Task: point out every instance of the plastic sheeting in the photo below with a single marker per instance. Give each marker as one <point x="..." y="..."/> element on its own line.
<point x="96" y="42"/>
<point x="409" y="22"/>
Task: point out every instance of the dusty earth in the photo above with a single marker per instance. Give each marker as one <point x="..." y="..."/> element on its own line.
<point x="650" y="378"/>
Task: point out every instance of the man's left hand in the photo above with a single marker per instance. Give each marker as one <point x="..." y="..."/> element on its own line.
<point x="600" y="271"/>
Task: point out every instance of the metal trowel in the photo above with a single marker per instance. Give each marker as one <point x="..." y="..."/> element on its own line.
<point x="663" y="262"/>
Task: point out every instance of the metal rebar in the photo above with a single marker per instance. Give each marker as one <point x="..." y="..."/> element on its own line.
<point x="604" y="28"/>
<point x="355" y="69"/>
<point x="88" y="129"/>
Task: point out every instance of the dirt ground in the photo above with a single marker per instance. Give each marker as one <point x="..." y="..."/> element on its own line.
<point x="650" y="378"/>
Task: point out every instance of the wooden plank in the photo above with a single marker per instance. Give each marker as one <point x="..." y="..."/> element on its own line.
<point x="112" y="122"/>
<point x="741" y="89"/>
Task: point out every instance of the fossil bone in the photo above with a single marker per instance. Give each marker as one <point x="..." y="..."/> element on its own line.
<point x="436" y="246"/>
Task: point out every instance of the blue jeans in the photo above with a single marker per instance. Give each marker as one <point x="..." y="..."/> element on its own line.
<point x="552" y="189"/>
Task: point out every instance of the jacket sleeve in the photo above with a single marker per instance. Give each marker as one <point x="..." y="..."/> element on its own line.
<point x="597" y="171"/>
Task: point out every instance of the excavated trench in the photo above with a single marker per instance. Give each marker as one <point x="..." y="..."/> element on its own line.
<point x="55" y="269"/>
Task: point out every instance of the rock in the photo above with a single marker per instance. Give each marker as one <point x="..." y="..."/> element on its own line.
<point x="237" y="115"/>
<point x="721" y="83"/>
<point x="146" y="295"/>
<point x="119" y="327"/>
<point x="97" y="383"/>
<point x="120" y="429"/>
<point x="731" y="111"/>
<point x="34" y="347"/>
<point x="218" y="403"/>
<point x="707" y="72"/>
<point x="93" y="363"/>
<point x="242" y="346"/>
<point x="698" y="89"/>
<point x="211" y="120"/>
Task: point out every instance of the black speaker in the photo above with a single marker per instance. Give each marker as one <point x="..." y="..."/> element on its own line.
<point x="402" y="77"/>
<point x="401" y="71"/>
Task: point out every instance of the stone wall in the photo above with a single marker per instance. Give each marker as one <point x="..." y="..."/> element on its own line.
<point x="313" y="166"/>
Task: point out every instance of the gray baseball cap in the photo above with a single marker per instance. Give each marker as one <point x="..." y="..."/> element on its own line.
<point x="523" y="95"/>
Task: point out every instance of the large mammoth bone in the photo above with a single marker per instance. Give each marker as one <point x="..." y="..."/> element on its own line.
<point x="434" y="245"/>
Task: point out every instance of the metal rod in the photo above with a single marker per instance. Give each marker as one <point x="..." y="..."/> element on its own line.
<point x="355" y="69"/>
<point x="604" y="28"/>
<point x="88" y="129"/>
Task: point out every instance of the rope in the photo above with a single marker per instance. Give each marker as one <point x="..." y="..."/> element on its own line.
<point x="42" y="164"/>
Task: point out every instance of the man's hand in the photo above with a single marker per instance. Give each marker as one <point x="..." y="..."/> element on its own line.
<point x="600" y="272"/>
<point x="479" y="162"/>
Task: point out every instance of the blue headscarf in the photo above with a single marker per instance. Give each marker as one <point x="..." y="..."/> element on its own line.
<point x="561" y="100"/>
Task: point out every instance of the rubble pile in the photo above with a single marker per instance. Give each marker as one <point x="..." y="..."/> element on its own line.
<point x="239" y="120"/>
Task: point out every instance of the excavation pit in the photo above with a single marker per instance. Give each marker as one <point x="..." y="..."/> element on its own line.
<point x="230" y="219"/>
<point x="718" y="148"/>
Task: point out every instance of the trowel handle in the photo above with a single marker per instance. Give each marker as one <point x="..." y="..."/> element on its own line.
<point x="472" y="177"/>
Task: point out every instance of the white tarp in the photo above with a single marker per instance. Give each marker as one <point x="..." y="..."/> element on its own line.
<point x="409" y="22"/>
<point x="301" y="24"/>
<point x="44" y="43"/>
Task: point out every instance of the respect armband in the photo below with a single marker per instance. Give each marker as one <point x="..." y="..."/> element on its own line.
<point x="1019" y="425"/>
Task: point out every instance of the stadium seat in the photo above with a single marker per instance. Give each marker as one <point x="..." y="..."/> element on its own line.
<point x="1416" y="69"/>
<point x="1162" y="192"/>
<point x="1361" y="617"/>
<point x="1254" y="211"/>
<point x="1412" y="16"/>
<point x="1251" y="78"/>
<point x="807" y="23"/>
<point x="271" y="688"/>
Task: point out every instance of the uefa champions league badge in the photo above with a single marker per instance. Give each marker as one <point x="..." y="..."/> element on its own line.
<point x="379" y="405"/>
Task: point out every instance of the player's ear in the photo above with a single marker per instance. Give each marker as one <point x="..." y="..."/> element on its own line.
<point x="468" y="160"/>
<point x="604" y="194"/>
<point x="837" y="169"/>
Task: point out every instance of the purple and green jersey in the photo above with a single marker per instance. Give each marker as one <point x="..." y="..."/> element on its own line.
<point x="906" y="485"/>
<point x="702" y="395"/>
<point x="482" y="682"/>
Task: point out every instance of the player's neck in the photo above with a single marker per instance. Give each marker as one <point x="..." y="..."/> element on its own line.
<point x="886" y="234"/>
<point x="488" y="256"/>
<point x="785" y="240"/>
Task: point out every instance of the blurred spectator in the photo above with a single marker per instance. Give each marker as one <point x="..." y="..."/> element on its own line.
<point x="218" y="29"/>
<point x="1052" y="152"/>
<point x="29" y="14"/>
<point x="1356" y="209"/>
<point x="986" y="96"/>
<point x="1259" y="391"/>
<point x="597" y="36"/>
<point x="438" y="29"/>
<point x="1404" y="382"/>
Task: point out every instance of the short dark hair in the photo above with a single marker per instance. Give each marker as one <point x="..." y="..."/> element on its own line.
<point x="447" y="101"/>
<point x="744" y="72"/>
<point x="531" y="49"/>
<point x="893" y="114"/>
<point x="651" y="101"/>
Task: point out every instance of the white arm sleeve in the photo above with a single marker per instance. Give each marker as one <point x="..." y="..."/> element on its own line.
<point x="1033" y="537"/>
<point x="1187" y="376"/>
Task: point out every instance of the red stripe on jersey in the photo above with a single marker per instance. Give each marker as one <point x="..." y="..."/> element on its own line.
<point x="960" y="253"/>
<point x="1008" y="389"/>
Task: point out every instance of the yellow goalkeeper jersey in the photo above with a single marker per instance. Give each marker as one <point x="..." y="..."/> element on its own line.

----

### Task prompt
Above are some records; extract every one of them exactly.

### Completed exercise
Task: point out every instance of the plastic sheeting in the photo below with a single marker per instance. Give each marker as one <point x="..." y="..."/> element on its own line.
<point x="96" y="42"/>
<point x="409" y="22"/>
Task: point out every instance of the dusty earth in the photo above with a single marker per instance. Give each marker as one <point x="..." y="..."/> element on its own line.
<point x="650" y="378"/>
Task: point out every instance of the man's left hand in the photo above with a single marker per instance. Give each marker as one <point x="..." y="..."/> element on its own line.
<point x="600" y="271"/>
Task: point out every instance of the metal trowel in the photo above with a single marker per instance. Give each marker as one <point x="..." y="..."/> element on its own line.
<point x="663" y="262"/>
Task: point out every instance of the metal rebar in the photo above with a single marker per instance. Give each marker as one <point x="..." y="..."/> element on its own line.
<point x="604" y="28"/>
<point x="355" y="69"/>
<point x="88" y="129"/>
Task: point out every instance of the dirt ground in the photo above with a single marker per instance. Give each marker as one <point x="..." y="..."/> element on its own line.
<point x="650" y="378"/>
Task: point out every instance of the wooden plank in the photo above with a single marker per instance. Give each marker as one <point x="..." y="..."/> element on its own line.
<point x="112" y="122"/>
<point x="741" y="89"/>
Task: point out every instance of the fossil bone in the photo above with a single marker per instance. Give each marker as one <point x="..." y="..."/> element on its own line.
<point x="436" y="246"/>
Task: point out every instance of the blue jeans in the photo above with a single marker per instance. Give each marker as one <point x="..." y="..."/> element on its own line.
<point x="552" y="189"/>
Task: point out every instance of the jacket sleeve in the photo above with a single marker per instance. Give each marker as one <point x="..." y="..."/> element on its own line.
<point x="597" y="171"/>
Task: point out every instance of the excavated trench in the photo above with a single marker per instance. Give each marker as one <point x="..." y="..."/> element on its own line.
<point x="55" y="269"/>
Task: point out every instance of the rock in the photo above with a single marker per instance. Give each marker as one <point x="..." y="..."/> element on its own line.
<point x="237" y="115"/>
<point x="721" y="83"/>
<point x="146" y="295"/>
<point x="119" y="327"/>
<point x="97" y="383"/>
<point x="120" y="429"/>
<point x="731" y="111"/>
<point x="34" y="347"/>
<point x="218" y="403"/>
<point x="707" y="72"/>
<point x="93" y="363"/>
<point x="242" y="346"/>
<point x="698" y="89"/>
<point x="211" y="120"/>
Task: point out every instance of the black speaker in the photo above with a single marker per instance. Give each marker as one <point x="..." y="..."/> element on its own line.
<point x="402" y="77"/>
<point x="401" y="71"/>
Task: point out every instance of the stone wall in the photo above with a single marker per instance. Give each marker as one <point x="..." y="..."/> element on its own line.
<point x="313" y="166"/>
Task: point out every instance of the gray baseball cap in the photo above with a single marker per instance. Give each marker as one <point x="..." y="..."/> element on its own line.
<point x="523" y="95"/>
Task: point out every instance of the large mammoth bone in the photo above with a single marker per instance. Give each marker as one <point x="..." y="..."/> element on its own line.
<point x="434" y="245"/>
Task: point out every instance of the metal rod in the photo above with a single marker per instance. Give each marker as one <point x="..." y="..."/> element on its own line.
<point x="355" y="69"/>
<point x="604" y="28"/>
<point x="88" y="129"/>
Task: point out every instance of the rope in the photo above with a single marker per instance. Give each marker as one <point x="..." y="..."/> element on its own line.
<point x="42" y="164"/>
Task: point out every instance of the man's hand in the photo above with a single marker per instance. Give each marker as one <point x="..." y="..."/> element on its own line.
<point x="600" y="272"/>
<point x="479" y="162"/>
Task: point out every instance of the blue headscarf in the photo above with a single marker per instance. Give each marker as one <point x="..." y="..."/> element on its own line.
<point x="561" y="100"/>
Task: point out every instance of the rubble pile in the photo above with a single marker per instance. Give each marker as one <point x="..." y="..."/> element on its own line.
<point x="239" y="120"/>
Task: point out every instance of the excavation pit in the photo above with a single marker per instance. Give each marker as one <point x="..." y="..."/> element on its own line.
<point x="230" y="219"/>
<point x="718" y="148"/>
Task: point out every instance of the trowel handle in the photo above with a single marker per instance. Give each marker as one <point x="..." y="..."/> element on its own line.
<point x="472" y="177"/>
Task: point out every instance of the white tarp in the photo above with a single marker per instance. Give each marker as one <point x="..." y="..."/> element on its own line.
<point x="409" y="22"/>
<point x="301" y="24"/>
<point x="44" y="43"/>
Task: point out every instance of the respect armband in the photo below with a single marker per instance. Give each marker as one <point x="..." y="..."/> element on its own line.
<point x="1019" y="425"/>
Task: point out every instance of the stadium seat in the photo above with a single marker per instance. Give each marker as one <point x="..." y="..."/> element on its own line.
<point x="1416" y="69"/>
<point x="1162" y="192"/>
<point x="1361" y="617"/>
<point x="1254" y="211"/>
<point x="1412" y="16"/>
<point x="1251" y="78"/>
<point x="807" y="23"/>
<point x="271" y="688"/>
Task: point out every instance of the uefa champions league badge in the photo above with a single marker per instance. Give each marker as one <point x="..." y="..."/> element on its own line.
<point x="379" y="405"/>
Task: point out every instance of the player's ear in the photo above with a single marker per instance. Give each marker as one <point x="..." y="..."/> element on its own line.
<point x="468" y="160"/>
<point x="604" y="194"/>
<point x="837" y="169"/>
Task: point out every instance of the purple and green jersey in the photo above with a single marker per instance. Give each marker as one <point x="..." y="..."/> element on its own line.
<point x="906" y="485"/>
<point x="702" y="395"/>
<point x="482" y="682"/>
Task: point out every instance of the player's neck in the photo above with a single marker per instance. Give each marker as one <point x="..." y="..."/> element on its own line.
<point x="886" y="234"/>
<point x="488" y="256"/>
<point x="785" y="240"/>
Task: point out every instance of the blurred spectator in the photo above with a single marker per instance. Give each marker as one <point x="..." y="..."/> element on its own line.
<point x="218" y="29"/>
<point x="1052" y="152"/>
<point x="29" y="14"/>
<point x="1356" y="209"/>
<point x="986" y="96"/>
<point x="1259" y="391"/>
<point x="597" y="36"/>
<point x="438" y="29"/>
<point x="1404" y="382"/>
Task: point out every instance of the short dark hair in the photo above with a single marker per instance. Give each marker as one <point x="..." y="..."/> element on its own line.
<point x="447" y="101"/>
<point x="744" y="72"/>
<point x="531" y="49"/>
<point x="893" y="114"/>
<point x="651" y="101"/>
Task: point out every instance of the white arm sleeve in the photo above with a single marker per instance. Give each marker as one <point x="..." y="..."/> element on its own line.
<point x="1033" y="537"/>
<point x="1187" y="376"/>
Task: point out every instance of the red stripe on jersey in the photo above with a single marker per instance. Give each marker as one <point x="..." y="..."/> element on its own line.
<point x="960" y="253"/>
<point x="1008" y="389"/>
Task: point out every instance of the yellow goalkeeper jersey in the photo above with a single marker per instance. Give each marker as one <point x="..." y="..."/> element on its own line.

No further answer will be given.